──────── Ausgewählter Textauszug

Orban im Clinch mit Schweden
Ungarns Ministerpräsident Orban zieht scharfe Kritik aus Stockholm auf sich. In einem Beitrag spielte er auf die grassierende Bandenkriminalität in Schweden ein.

Mit einer Breitseite gegen den EU- und NATO-Partner Schweden hat Ungarns Ministerpräsident Viktor Orban ungewohnt deutliche Kritik aus Stockholm auf sich gezogen.
Auf der Plattform X hatte Orban moniert, dass die schwedische Regierung Ungarn Vorträge über Rechtsstaatlichkeit halten wolle, während in ihrem eigenen Land gleichzeitig Recht und Ordnung kollabierten. Damit spielte er auf die grassierende Bandenkriminalität an, mit der Schweden seit Jahren ringt und in die immer wieder Minderjährige hineingezogen werden.
Orban erklärte unter Verweis auf einen Artikel der Zeitung «Die Welt», dass kriminelle Netzwerke schwedische Kinder als Mörder ausnutzten – wohl wissend, dass das Rechtssystem sie nicht verurteile. «Wenn jede Ordnung zusammenbricht, bleibt die Barbarei übrig», sagt er in einem Video von einem Wahlkampfauftritt am Wochenende.
Orbans Behauptungen
Darin behauptet Orban auch, dass 284 minderjährige Mädchen wegen Mordes in Schweden verhaftet worden seien – eine Zahl, die so nicht stimmt.
In dem von der «Welt» publizierten Artikel ist die Rede davon, dass gegen etwa 280 Mädchen zwischen 15 und 17 Jahren im vergangenen Jahr Ermittlungsverfahren wegen Mordes, Totschlags oder anderer Gewaltverbrechen eingeleitet worden seien. Inwieweit sich die Gesamtzahl auf die einzelnen Tatbestände bezieht, geht daraus nicht hervor.
In Stockholm wollte man Orbans Angaben so nicht stehen lassen. «Das sind ungeheuerliche Lügen», wetterte Ministerpräsident Ulf Kristersson auf X. Überraschend sei es nicht, dass diese Worte aus dem Mund des Mannes kämen, der die Rechtsstaatlichkeit in seinem Land abbaue. Orban sei vor der bevorstehenden Parlamentswahl in Ungarn verzweifelt, fügte er hinzu.

────────────────
──────── Bereitgestellte Daten

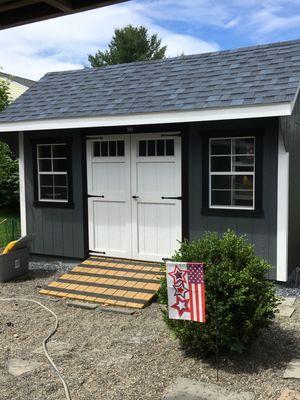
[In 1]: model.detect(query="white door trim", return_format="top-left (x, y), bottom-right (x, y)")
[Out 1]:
top-left (276, 131), bottom-right (289, 282)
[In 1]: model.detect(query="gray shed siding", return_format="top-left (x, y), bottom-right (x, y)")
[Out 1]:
top-left (280, 96), bottom-right (300, 279)
top-left (24, 131), bottom-right (85, 258)
top-left (188, 119), bottom-right (278, 279)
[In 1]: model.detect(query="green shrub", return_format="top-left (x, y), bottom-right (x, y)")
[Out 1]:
top-left (159, 231), bottom-right (278, 355)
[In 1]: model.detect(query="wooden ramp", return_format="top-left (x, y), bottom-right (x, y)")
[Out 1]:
top-left (39, 257), bottom-right (164, 308)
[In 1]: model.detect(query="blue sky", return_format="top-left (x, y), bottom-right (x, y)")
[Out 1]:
top-left (0, 0), bottom-right (300, 79)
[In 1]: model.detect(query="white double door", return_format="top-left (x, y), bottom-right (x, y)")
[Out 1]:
top-left (87, 133), bottom-right (182, 261)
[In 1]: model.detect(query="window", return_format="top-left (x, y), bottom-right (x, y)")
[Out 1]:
top-left (93, 140), bottom-right (125, 157)
top-left (209, 137), bottom-right (256, 210)
top-left (35, 142), bottom-right (72, 205)
top-left (138, 139), bottom-right (174, 157)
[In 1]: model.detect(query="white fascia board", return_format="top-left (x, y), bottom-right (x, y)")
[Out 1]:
top-left (276, 131), bottom-right (289, 282)
top-left (0, 103), bottom-right (292, 132)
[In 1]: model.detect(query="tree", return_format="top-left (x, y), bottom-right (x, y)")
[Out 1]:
top-left (0, 141), bottom-right (19, 208)
top-left (88, 25), bottom-right (167, 67)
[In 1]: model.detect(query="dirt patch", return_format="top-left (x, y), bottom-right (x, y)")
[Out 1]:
top-left (0, 268), bottom-right (300, 400)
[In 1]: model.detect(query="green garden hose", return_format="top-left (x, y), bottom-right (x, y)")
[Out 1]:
top-left (0, 297), bottom-right (71, 400)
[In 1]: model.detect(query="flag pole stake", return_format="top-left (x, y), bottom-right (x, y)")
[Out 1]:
top-left (215, 273), bottom-right (220, 382)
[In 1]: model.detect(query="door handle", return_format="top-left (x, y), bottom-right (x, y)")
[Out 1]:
top-left (161, 196), bottom-right (182, 200)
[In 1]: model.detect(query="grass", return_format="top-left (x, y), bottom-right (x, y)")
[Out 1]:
top-left (0, 208), bottom-right (21, 247)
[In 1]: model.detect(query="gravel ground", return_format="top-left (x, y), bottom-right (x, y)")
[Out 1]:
top-left (0, 261), bottom-right (300, 400)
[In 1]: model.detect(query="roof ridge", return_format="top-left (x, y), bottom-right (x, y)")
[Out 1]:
top-left (44, 39), bottom-right (300, 76)
top-left (0, 71), bottom-right (36, 84)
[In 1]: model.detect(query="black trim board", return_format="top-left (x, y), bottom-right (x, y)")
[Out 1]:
top-left (201, 129), bottom-right (265, 218)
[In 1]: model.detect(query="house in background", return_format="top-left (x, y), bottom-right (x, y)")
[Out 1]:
top-left (0, 40), bottom-right (300, 281)
top-left (0, 72), bottom-right (36, 101)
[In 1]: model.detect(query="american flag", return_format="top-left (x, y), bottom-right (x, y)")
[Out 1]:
top-left (167, 262), bottom-right (205, 322)
top-left (187, 263), bottom-right (205, 322)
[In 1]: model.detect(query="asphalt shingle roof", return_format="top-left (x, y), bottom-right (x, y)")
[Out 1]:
top-left (0, 40), bottom-right (300, 123)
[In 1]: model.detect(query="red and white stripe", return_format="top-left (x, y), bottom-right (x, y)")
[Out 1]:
top-left (189, 283), bottom-right (206, 322)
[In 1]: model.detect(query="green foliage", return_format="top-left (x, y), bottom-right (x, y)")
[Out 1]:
top-left (0, 75), bottom-right (11, 111)
top-left (0, 141), bottom-right (19, 207)
top-left (159, 231), bottom-right (278, 355)
top-left (88, 25), bottom-right (167, 67)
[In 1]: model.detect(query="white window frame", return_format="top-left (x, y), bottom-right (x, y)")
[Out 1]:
top-left (36, 143), bottom-right (70, 203)
top-left (208, 136), bottom-right (256, 211)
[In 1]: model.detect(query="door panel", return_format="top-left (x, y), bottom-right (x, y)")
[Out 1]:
top-left (87, 133), bottom-right (182, 261)
top-left (87, 135), bottom-right (131, 258)
top-left (131, 134), bottom-right (182, 261)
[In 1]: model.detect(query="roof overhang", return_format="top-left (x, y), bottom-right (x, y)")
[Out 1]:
top-left (0, 0), bottom-right (128, 30)
top-left (0, 103), bottom-right (293, 133)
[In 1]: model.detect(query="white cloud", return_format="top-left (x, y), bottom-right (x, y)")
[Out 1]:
top-left (0, 0), bottom-right (300, 79)
top-left (0, 1), bottom-right (218, 79)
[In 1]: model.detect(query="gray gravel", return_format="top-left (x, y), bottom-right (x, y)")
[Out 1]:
top-left (0, 261), bottom-right (300, 400)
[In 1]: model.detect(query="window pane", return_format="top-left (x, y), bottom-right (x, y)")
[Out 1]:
top-left (54, 187), bottom-right (68, 200)
top-left (38, 145), bottom-right (51, 158)
top-left (109, 140), bottom-right (117, 157)
top-left (211, 175), bottom-right (231, 190)
top-left (232, 175), bottom-right (253, 190)
top-left (232, 138), bottom-right (254, 155)
top-left (40, 186), bottom-right (54, 200)
top-left (210, 139), bottom-right (231, 155)
top-left (211, 190), bottom-right (231, 206)
top-left (117, 140), bottom-right (125, 157)
top-left (139, 140), bottom-right (147, 157)
top-left (148, 140), bottom-right (155, 157)
top-left (39, 160), bottom-right (52, 172)
top-left (53, 144), bottom-right (67, 158)
top-left (232, 190), bottom-right (253, 207)
top-left (156, 140), bottom-right (165, 156)
top-left (211, 156), bottom-right (231, 172)
top-left (54, 175), bottom-right (67, 186)
top-left (166, 139), bottom-right (174, 156)
top-left (93, 142), bottom-right (100, 157)
top-left (101, 142), bottom-right (108, 157)
top-left (40, 175), bottom-right (53, 186)
top-left (232, 156), bottom-right (254, 172)
top-left (53, 160), bottom-right (67, 172)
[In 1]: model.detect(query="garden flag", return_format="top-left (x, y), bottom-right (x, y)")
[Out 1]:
top-left (167, 261), bottom-right (205, 322)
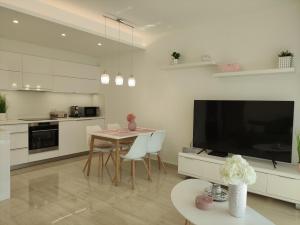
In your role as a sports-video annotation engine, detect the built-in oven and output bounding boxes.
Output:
[28,122,59,154]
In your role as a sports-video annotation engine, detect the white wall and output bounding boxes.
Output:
[100,0,300,164]
[0,38,104,119]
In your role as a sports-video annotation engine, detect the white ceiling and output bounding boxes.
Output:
[0,7,137,57]
[0,0,290,57]
[42,0,286,35]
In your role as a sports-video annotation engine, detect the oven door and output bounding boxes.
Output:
[29,122,59,154]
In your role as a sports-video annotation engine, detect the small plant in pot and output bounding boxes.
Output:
[0,95,7,120]
[171,52,180,64]
[278,50,294,68]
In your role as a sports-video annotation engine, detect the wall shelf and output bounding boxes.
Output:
[162,61,216,70]
[213,67,296,78]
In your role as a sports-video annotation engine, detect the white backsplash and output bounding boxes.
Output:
[1,91,104,119]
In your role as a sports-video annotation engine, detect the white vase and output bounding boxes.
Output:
[278,56,293,68]
[173,59,178,64]
[228,184,247,218]
[0,113,6,121]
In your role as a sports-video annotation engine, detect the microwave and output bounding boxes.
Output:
[70,106,100,117]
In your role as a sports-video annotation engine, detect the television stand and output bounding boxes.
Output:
[208,151,228,157]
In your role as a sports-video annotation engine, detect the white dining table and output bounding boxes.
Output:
[86,127,155,186]
[171,179,275,225]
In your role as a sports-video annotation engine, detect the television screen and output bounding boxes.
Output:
[193,100,294,162]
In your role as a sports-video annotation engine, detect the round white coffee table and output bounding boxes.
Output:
[171,179,274,225]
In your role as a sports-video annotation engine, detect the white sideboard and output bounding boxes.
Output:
[178,152,300,209]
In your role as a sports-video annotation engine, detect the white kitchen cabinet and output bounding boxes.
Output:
[0,124,28,166]
[53,76,99,94]
[10,132,28,149]
[0,51,22,72]
[59,119,104,156]
[75,78,99,94]
[52,60,100,79]
[22,55,52,75]
[0,69,22,90]
[23,73,53,90]
[53,76,77,93]
[10,148,28,166]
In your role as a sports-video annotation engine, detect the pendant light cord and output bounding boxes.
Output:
[131,27,133,76]
[118,21,121,74]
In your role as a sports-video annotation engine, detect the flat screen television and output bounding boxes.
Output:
[193,100,294,162]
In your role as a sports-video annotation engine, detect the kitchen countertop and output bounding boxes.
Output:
[0,116,104,126]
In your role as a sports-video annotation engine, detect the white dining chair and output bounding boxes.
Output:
[147,130,166,176]
[107,123,132,152]
[121,134,151,189]
[83,125,114,175]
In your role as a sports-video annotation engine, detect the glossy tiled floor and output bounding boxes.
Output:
[0,157,300,225]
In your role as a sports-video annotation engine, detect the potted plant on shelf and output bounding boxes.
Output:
[0,95,7,120]
[171,52,180,64]
[278,50,294,68]
[220,155,256,217]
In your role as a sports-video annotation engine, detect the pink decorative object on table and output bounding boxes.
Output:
[219,63,241,72]
[127,113,136,131]
[195,194,213,210]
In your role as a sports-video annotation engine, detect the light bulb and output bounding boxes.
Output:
[128,76,136,87]
[100,72,109,84]
[115,74,123,86]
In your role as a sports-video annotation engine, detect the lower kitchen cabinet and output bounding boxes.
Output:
[10,148,28,166]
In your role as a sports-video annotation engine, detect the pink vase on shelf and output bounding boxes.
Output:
[128,120,136,131]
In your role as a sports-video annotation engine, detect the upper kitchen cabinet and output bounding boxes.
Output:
[22,55,52,75]
[52,60,99,79]
[53,76,98,94]
[0,70,22,90]
[23,73,53,91]
[0,51,22,72]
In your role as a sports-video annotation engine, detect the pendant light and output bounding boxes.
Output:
[100,17,109,85]
[128,27,136,87]
[115,19,124,86]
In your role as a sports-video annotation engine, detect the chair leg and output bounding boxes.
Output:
[98,152,103,177]
[131,160,135,189]
[147,153,151,179]
[105,152,111,166]
[101,153,104,177]
[157,152,167,173]
[82,159,89,172]
[120,158,123,182]
[143,160,152,181]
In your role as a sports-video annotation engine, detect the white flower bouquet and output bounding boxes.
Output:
[220,155,256,185]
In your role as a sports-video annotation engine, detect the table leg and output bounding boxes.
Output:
[114,140,121,186]
[86,135,95,176]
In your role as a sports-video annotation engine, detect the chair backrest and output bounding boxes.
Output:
[107,123,121,130]
[86,125,102,146]
[126,134,151,159]
[147,130,166,153]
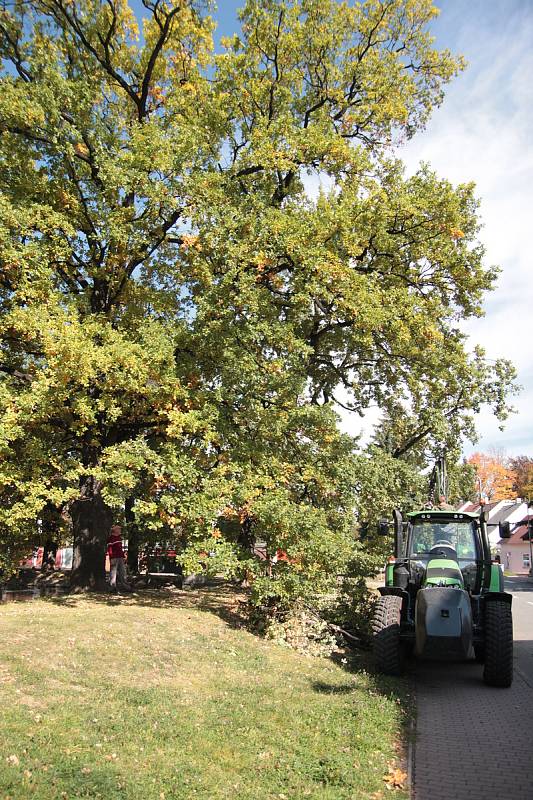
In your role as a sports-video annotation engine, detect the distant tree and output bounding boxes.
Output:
[468,451,515,502]
[509,456,533,500]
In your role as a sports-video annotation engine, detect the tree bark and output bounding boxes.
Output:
[124,497,139,573]
[70,476,113,591]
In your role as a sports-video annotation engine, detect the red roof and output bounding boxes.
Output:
[463,500,501,514]
[500,514,533,544]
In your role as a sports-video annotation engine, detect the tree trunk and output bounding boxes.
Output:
[70,476,113,591]
[124,497,139,574]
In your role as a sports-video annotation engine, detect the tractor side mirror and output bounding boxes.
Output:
[500,522,511,539]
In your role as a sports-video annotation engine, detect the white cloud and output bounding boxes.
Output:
[390,1,533,455]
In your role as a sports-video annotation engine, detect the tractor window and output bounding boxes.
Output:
[410,519,476,561]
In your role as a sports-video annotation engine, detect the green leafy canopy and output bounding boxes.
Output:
[0,0,514,594]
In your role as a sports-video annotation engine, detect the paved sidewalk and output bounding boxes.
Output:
[413,662,533,800]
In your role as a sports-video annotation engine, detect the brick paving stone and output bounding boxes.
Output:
[412,662,533,800]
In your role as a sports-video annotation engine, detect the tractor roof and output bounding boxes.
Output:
[407,508,479,519]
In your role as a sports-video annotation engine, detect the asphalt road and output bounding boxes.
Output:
[412,578,533,800]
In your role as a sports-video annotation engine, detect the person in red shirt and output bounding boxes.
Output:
[107,525,131,592]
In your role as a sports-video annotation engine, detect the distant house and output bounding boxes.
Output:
[457,497,529,552]
[498,514,533,575]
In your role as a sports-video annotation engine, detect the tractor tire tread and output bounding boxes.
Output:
[372,595,403,675]
[483,600,513,688]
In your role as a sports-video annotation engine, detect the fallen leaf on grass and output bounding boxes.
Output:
[383,769,407,789]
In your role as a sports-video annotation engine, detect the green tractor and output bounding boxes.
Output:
[372,509,513,686]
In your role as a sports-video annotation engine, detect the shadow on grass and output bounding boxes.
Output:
[41,584,247,629]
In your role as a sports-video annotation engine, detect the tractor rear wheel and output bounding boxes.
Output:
[372,594,404,675]
[483,600,513,687]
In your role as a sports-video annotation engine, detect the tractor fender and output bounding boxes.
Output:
[378,586,409,600]
[481,592,513,606]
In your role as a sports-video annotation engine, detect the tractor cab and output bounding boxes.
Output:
[405,511,484,591]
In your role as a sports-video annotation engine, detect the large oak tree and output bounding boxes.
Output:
[0,0,512,593]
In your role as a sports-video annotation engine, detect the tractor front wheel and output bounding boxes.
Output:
[483,600,513,687]
[372,594,403,675]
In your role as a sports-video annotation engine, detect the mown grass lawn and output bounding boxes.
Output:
[0,590,407,800]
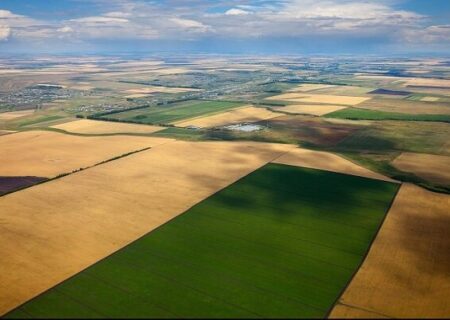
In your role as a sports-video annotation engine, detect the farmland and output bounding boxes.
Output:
[52,119,164,134]
[392,153,450,185]
[0,53,450,318]
[331,184,450,318]
[0,137,293,314]
[102,101,242,124]
[2,165,397,318]
[268,93,370,106]
[274,104,346,116]
[0,131,171,178]
[326,108,450,122]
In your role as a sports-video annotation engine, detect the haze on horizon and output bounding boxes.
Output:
[0,0,450,54]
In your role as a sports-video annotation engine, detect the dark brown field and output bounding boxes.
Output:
[0,176,47,195]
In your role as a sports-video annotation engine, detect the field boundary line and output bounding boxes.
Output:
[0,139,288,317]
[0,146,155,198]
[326,183,403,318]
[272,147,396,184]
[337,302,393,319]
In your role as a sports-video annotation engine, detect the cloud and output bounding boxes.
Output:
[0,0,449,52]
[170,18,209,32]
[403,25,450,44]
[57,26,73,33]
[225,8,250,16]
[0,25,11,41]
[70,16,129,27]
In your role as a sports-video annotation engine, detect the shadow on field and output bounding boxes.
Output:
[0,176,47,196]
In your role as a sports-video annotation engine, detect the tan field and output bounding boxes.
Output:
[52,119,165,134]
[420,97,439,102]
[126,86,200,94]
[314,86,375,97]
[288,83,334,92]
[0,110,34,120]
[330,184,450,318]
[0,141,293,315]
[174,106,281,128]
[125,93,151,99]
[357,99,450,114]
[392,152,450,186]
[267,93,371,106]
[273,104,347,116]
[273,148,394,182]
[0,131,171,177]
[405,78,450,88]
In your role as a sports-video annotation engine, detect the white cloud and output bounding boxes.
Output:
[70,16,129,26]
[0,25,11,41]
[0,0,450,50]
[225,8,250,16]
[403,25,450,43]
[57,26,73,33]
[170,17,209,32]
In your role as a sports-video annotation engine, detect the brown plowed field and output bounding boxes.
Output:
[0,131,171,178]
[0,141,293,315]
[330,184,450,318]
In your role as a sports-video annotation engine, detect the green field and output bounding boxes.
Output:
[6,164,398,318]
[325,108,450,122]
[103,100,242,124]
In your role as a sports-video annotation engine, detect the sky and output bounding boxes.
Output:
[0,0,450,55]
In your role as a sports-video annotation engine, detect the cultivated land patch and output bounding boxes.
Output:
[288,83,334,92]
[420,97,439,102]
[405,78,450,89]
[174,106,280,128]
[273,148,394,182]
[273,104,347,116]
[326,108,450,122]
[0,176,47,196]
[103,100,243,124]
[308,86,374,97]
[0,131,170,178]
[331,184,450,318]
[262,115,361,146]
[357,98,450,115]
[125,86,200,94]
[0,110,34,120]
[2,164,398,318]
[0,141,293,316]
[52,119,165,134]
[266,93,371,106]
[392,152,450,186]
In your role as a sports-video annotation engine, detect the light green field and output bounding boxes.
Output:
[2,164,398,318]
[103,100,243,124]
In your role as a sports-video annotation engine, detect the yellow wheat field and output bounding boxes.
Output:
[0,110,34,120]
[0,140,293,315]
[174,106,281,128]
[52,119,165,134]
[273,148,394,182]
[288,83,334,92]
[125,86,200,94]
[330,184,450,318]
[420,97,439,102]
[392,152,450,185]
[0,131,170,177]
[274,104,347,116]
[267,93,371,106]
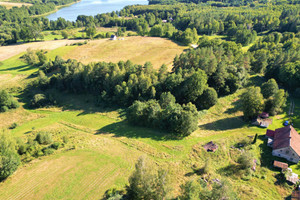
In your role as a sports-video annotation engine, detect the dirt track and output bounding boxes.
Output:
[0,40,84,61]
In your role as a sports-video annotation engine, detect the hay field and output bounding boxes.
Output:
[0,40,84,61]
[63,36,188,68]
[0,1,32,9]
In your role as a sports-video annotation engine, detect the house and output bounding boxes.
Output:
[273,160,289,170]
[252,117,273,128]
[291,186,300,200]
[285,168,299,184]
[258,112,269,119]
[110,35,117,40]
[266,125,300,163]
[203,141,218,152]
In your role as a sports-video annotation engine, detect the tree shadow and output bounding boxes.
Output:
[199,116,246,131]
[96,121,178,141]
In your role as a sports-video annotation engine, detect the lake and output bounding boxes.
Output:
[47,0,148,21]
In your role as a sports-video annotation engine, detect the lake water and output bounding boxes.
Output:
[47,0,148,21]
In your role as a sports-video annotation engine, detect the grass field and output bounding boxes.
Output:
[0,40,84,61]
[0,1,32,9]
[59,37,187,68]
[0,37,300,200]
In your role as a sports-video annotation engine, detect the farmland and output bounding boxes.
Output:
[0,45,298,199]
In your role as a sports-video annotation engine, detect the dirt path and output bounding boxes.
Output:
[0,40,84,61]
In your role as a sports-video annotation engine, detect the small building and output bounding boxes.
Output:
[203,141,218,152]
[285,168,299,184]
[252,117,273,128]
[266,125,300,163]
[258,112,269,119]
[273,160,289,170]
[291,186,300,200]
[110,35,117,40]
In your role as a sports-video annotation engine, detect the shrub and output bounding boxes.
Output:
[35,132,53,144]
[31,94,51,108]
[43,148,55,156]
[62,136,69,144]
[18,144,27,155]
[51,142,61,150]
[0,90,20,112]
[238,152,253,169]
[0,134,21,181]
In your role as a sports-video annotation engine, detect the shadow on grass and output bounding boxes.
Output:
[96,121,177,141]
[199,116,246,131]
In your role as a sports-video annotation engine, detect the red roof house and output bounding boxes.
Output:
[269,125,300,163]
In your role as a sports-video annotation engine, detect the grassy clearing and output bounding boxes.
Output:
[63,37,187,68]
[0,44,300,200]
[0,1,32,9]
[0,40,84,61]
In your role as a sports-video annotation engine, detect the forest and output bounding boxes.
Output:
[0,0,300,200]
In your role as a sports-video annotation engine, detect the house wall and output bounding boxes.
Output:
[272,147,300,163]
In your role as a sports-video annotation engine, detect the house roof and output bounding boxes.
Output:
[273,160,289,169]
[203,141,218,152]
[286,173,299,184]
[273,125,300,155]
[259,112,269,118]
[266,129,275,138]
[291,187,300,200]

────────────────

# [Arbeitsauftrag 1]
Gib aus dem Artikel über Orban und Schweden den Abschnitt von „Mit einer Breitseite“ bis „Wahlkampfauftritt am Wochenende.“ wörtlich wieder.
# [Arbeitsauftrag 2]
Erkläre in ein bis drei Sätzen, warum Orbans Zahl von 284 wegen Mordes verhafteten minderjährigen Mädchen laut dem Artikel über Orban und Schweden so nicht stimmt.
# [Arbeitsauftrag 3]
Beantworte zum Artikel über Orban und Schweden kurz:
(a) Auf welcher Plattform äußerte Orban seine Kritik an der schwedischen Regierung?
(b) Was bleibt laut Orban übrig, wenn jede Ordnung zusammenbricht?
(c) Wer bezeichnete Orbans Angaben als «ungeheuerliche Lügen»?

# [Lösung 1]
Mit einer Breitseite gegen den EU- und NATO-Partner Schweden hat Ungarns Ministerpräsident Viktor Orban ungewohnt deutliche Kritik aus Stockholm auf sich gezogen.
Auf der Plattform X hatte Orban moniert, dass die schwedische Regierung Ungarn Vorträge über Rechtsstaatlichkeit halten wolle, während in ihrem eigenen Land gleichzeitig Recht und Ordnung kollabierten. Damit spielte er auf die grassierende Bandenkriminalität an, mit der Schweden seit Jahren ringt und in die immer wieder Minderjährige hineingezogen werden.
Orban erklärte unter Verweis auf einen Artikel der Zeitung «Die Welt», dass kriminelle Netzwerke schwedische Kinder als Mörder ausnutzten – wohl wissend, dass das Rechtssystem sie nicht verurteile. «Wenn jede Ordnung zusammenbricht, bleibt die Barbarei übrig», sagt er in einem Video von einem Wahlkampfauftritt am Wochenende.

# [Lösung 2]
Der von der «Welt» publizierte Artikel spricht nicht von Verhaftungen wegen Mordes. Er spricht von Ermittlungsverfahren gegen etwa 280 Mädchen zwischen 15 und 17 Jahren im vergangenen Jahr, und zwar wegen Mordes, Totschlags oder anderer Gewaltverbrechen. Wie sich die Gesamtzahl auf die einzelnen Tatbestände verteilt, geht daraus nicht hervor.

# [Lösung 3]
(a) Auf der Plattform X.
(b) Die Barbarei.
(c) Der schwedische Ministerpräsident Ulf Kristersson.